• _REQUEST_: Please rescale the data below, starting at the line that contains "The service MUST place a point on the white" and stopping after the line that contains "x=377, y=143". Reproduce every line in that range, requests included, multiplying each point coordinate by 1.65 and rounding to the nearest whole number, with halves rounded up.
:: RECORDED INFORMATION ::
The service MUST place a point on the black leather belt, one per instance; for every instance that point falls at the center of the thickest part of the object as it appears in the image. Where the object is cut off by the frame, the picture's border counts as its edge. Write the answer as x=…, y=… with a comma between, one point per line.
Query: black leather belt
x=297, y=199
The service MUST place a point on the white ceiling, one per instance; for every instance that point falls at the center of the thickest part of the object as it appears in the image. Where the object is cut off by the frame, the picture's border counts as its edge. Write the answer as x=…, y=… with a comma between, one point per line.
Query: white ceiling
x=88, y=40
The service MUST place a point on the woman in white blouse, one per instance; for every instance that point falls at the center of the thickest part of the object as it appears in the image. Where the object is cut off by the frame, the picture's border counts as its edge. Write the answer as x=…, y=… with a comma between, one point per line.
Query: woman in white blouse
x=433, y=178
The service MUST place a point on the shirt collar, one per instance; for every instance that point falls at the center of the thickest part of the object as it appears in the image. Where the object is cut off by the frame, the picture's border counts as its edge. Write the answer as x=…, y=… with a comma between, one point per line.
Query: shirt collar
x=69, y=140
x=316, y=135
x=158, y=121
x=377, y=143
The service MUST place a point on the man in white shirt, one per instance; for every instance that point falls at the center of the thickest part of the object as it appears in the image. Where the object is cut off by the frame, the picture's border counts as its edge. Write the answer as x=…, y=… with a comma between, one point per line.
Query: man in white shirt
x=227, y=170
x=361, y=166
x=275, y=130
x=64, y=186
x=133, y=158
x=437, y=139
:::
• _EXERCISE RESPONSE_:
The service MUST place a point on the white ceiling, one per instance; for every instance that point falls at the center of the thickest part of the object as it appears in the image. Where the object is cut off by the frame, the picture's border counts as its edge. Write the answer as x=…, y=… with a comma between, one point per line.
Query: white ceiling
x=145, y=66
The service MUST place a point on the woman in white blouse, one per instance; for every instance that point falls at the center of the thickest part of the object as it appears in the image. Where the object is cut off by the frame, the picture's border counts as its edge. Write the answer as x=…, y=… with a comma between, one point per line.
Query: woman in white blouse
x=714, y=294
The service MUST place a point on the shirt collar, one per instance; for every instance that point falls at the center of the thickest part of the object as it appears in the image. Where the object is cut off by the frame, the picture's border counts as its edge. Write the answer as x=…, y=… with a comma between, one point per line.
Query: shirt collar
x=114, y=231
x=521, y=223
x=261, y=200
x=622, y=236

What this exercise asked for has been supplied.